───── Texto mostrado

Lo maravilloso de los movimientos literarios es que están llenos de personas sedientas de leer y de beber para comentar lo leído y de escribir para consignar lo vivido. Recuerdo a mi generación de veinte años desplazándose por la ciudad, por el país, por el mundo, con un libro debajo del brazo que bien podría ser La náusea de Sartre, Trópico de Cáncer de Miller, Lolita de Nabokov, El cuarteto de Alejandría de Durrell, Viaje al fin de la noche, Las memorias de Adriano, Hiroshima mon amour, El mito de Sísifo, La celosía, El reposo del guerrero, Bonjour tristesse.

──────────
───── Datos a continuación

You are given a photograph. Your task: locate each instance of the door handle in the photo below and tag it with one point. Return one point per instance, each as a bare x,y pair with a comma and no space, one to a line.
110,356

──────────

### Lo que se pide:
Prolonga el texto sobre los movimientos literarios, empezando justo después de la última frase que aparece.

### Resultado del ejercicio:
En el prólogo a sus Memorias el Caballero de Seingalt cita un adagio antiguo: “Si no has hecho cosas dignas de ser escritas, escribe al menos algo digno de ser leído”. |
Y qué más digno de ser leído que escribir sobre lo que se ha leído, de una manera digna y amén de amena, si ello es posible. Ahora, en mi refugio de la montaña en Mara-Villa de Leyva, donde en tiempos de la Colonia despachaba el Virrey, paso revista -como lo hizo Casanova cuando hubo de cortar con el torrente de féminas, y encerrado en la biblioteca del castillo de Dux se dedicó a seguir gozado de sus aventuras con el recuerdo- a estas tres estaciones de la vigilia, y no puedo decidir cuál me deparó y me sigue deparando más placer a los sentidos de la vista, el gusto y el tacto. Comencé mi vida de lector comprando ediciones rústicas de segunda mano en los andenes del parque de Santa Rosa, en Cali, donde me sentía como tratando con buquinistas a la orilla izquierda del Sena, y ahora me solazo con ediciones príncipe de los mismos autores con los lomos plateados, adquiridas en el mismo París pero en Shakespeare and company; y comencé mi vida de bebedor con chichas y rones de contrabando que me fueron fortaleciendo el estómago y llegué a conocer los cielos etílicos en un vuelo Nueva Delhi-París engullendo con Ramón Cote un litro de Sello Azul que nos obsequió William Ospina; y comencé mi vida galante con golfillas de dos pesos en la zona de tolerancia y llegué a tener en mis brazos manifestaciones angélicas y princesas hechiceras dignas de films fellinescos. Todo ello merced a la poesía. Por eso con la poesía me acuesto y con la poesía me levanto, para que me traiga las gracias del Espíritu Santo, que es el que guía mi mano para quehaceres más elevados.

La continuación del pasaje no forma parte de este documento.